▸ **Task set**
1. Duplicate the part of the lathe forum thread from "## scootermcrad" up to and including "ask some questions.".
2. Answer these questions from the lathe forum thread:
(a) What tool post does D0ZX run?
(b) What part number does Stan give for the bearing cap?
(c) What does Philjoe5 say must be absolutely clean to deal with runout on a 3 jaw chuck?

++++ Excerpted passage

Last... I need to get the turret tool post/holder set up right and with the right cutters or I need to ditch it and run something else. I guess I could go back to the tool post that uses the Armstrong style holders or check out what was mentioned earlier in this thread.

What all do you guys run for tool holders? What works well with these old machines?


----------



## D0ZX

I'm running a DTM 100 series (AXA size) wedge type. By far the best upgrade I did so far.
There are several brands of this style post that are very affordable. You can see it in the tailstock pic I posted.


----------



## Stan

The part #194 (bearing cap) does hold the bearing tightly in the bore. Logan used several different methods to obtain the clamp pressure. Some bearing caps (194) were individually ground to fit, some used a shim washer (#247) and some used a spring washer. 

The bearing cap applies pressure to the outside race of the headstock bearing while #195 rotates with the spindle, while making a close fit to the bearing cap to keep cuttings out of the bearing.

Old worn out three jaw chucks can have significant runout which varies with the size of stock. Not much you can do with a worn out chuck.


----------



## scootermcrad

So this might be a stupid question, but since I really am clueless about the turret style tool post I have, I want to ask some questions.

I just ran across a picture of this style tool post using Armstrong type holders.





I have a bunch of these holders/cutters and although I would like to eventually change to something that is a little more of a quick change design, I would like to get going with what I have in the mean time, if possible. Maybe I just need someone to point me to some good information about these turret style tool posts so I can set it up correctly and make it useful.

Going to play around with that 3-jaw chuck today to see if it was simply reassembled in the wrong order or if it is actually worn beyond use.


----------



## Philjoe5

Regarding runout on a 3 jaw chuck, be sure those spindle threads are absolutely clean.

++++++++
++++ Record list

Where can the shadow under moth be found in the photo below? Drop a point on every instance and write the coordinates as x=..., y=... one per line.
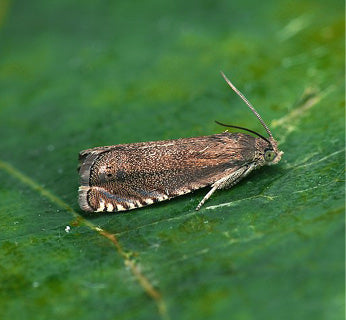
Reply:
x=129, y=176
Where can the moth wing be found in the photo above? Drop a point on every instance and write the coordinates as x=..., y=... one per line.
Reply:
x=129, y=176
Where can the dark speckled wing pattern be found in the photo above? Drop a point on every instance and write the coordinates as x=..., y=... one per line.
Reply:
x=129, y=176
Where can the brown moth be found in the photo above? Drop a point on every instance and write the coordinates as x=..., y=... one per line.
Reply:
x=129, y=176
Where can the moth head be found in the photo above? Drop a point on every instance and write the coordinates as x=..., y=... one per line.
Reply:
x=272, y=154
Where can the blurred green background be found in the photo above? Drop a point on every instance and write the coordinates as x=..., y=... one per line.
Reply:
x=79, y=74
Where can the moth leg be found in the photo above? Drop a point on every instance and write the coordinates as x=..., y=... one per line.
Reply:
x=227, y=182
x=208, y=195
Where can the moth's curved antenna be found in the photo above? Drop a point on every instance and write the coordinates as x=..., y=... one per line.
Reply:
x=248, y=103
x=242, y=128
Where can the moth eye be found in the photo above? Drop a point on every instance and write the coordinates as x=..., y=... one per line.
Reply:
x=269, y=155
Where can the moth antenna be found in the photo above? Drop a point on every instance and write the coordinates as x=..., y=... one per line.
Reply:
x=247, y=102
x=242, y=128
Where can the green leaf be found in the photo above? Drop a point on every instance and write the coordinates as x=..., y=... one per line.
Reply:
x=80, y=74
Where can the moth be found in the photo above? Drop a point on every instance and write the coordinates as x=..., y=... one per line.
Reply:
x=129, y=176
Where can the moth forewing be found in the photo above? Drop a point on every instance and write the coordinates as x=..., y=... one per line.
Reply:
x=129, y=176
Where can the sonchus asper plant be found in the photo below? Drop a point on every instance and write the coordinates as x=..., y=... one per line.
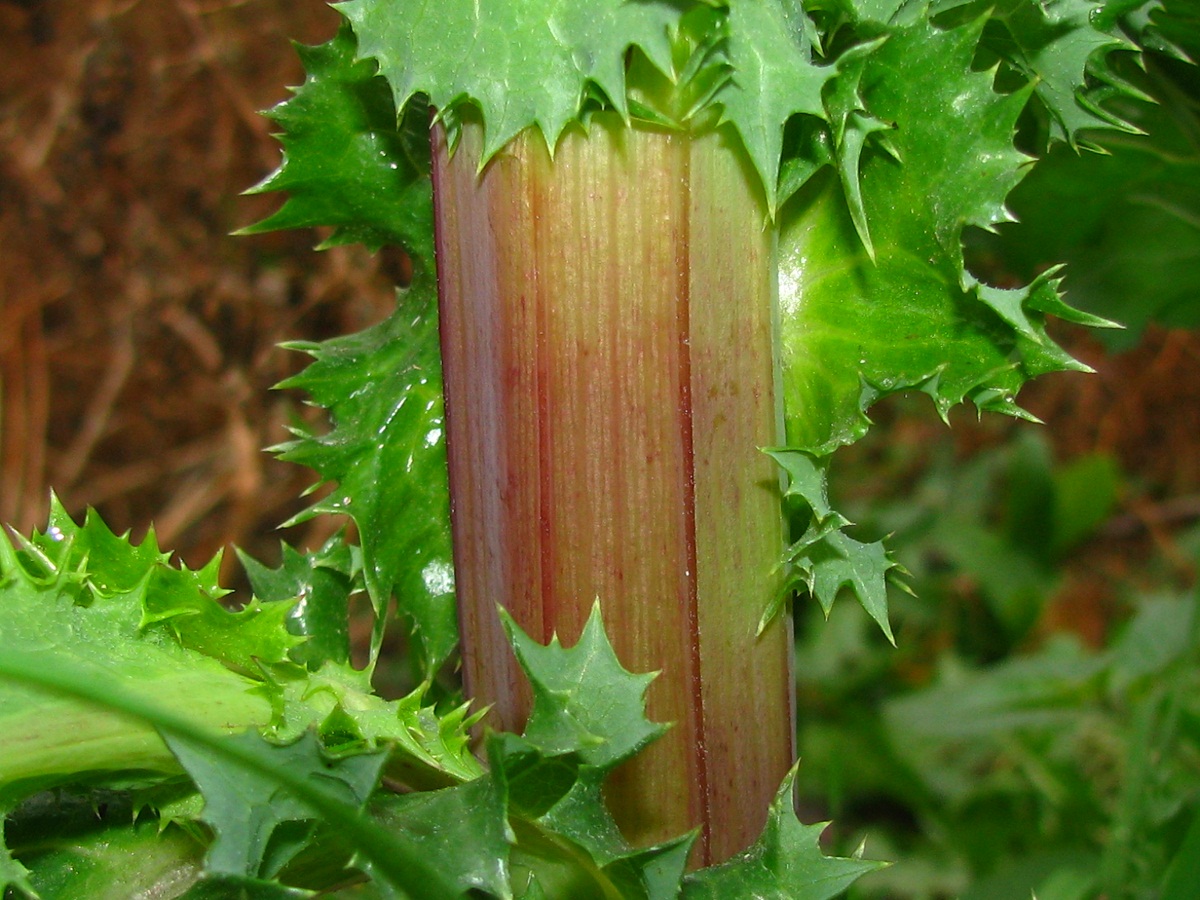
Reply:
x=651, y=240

++++++++
++++ Record list

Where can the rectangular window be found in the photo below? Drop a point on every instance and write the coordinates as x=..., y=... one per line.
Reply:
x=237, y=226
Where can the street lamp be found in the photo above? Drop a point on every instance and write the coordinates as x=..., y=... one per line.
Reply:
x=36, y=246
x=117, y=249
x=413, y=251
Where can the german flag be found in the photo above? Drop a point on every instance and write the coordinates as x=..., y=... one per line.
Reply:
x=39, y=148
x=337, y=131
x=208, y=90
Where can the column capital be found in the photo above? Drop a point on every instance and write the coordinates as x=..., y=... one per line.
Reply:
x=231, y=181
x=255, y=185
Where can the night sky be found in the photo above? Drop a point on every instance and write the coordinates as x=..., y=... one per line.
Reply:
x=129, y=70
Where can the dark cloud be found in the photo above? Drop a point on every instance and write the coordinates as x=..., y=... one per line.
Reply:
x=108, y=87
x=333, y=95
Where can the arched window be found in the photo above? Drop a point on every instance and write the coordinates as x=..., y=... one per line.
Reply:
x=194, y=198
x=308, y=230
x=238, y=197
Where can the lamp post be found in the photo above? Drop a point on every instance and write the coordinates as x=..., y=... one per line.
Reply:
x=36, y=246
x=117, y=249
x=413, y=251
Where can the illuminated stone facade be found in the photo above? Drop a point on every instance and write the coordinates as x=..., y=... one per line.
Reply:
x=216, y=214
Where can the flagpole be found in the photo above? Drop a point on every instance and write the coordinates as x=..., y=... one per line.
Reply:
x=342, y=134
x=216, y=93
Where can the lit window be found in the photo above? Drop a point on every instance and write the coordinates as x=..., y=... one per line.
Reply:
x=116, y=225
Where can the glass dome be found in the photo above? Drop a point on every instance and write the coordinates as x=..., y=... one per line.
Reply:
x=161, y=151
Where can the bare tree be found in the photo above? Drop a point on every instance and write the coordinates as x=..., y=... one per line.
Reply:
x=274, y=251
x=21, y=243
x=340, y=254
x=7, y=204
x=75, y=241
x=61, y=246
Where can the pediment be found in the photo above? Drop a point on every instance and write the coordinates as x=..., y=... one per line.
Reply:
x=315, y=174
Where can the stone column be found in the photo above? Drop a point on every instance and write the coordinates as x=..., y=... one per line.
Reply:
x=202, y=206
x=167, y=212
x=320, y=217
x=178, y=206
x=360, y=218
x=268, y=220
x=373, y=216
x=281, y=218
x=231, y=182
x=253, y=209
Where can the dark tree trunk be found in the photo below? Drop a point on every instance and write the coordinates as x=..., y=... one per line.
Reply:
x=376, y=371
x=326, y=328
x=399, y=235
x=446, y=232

++++++++

▸ **Answers given**
1.
## scootermcrad

So this might be a stupid question, but since I really am clueless about the turret style tool post I have, I want to ask some questions.

2.
(a) A DTM 100 series (AXA size) wedge type
(b) #194
(c) The spindle threads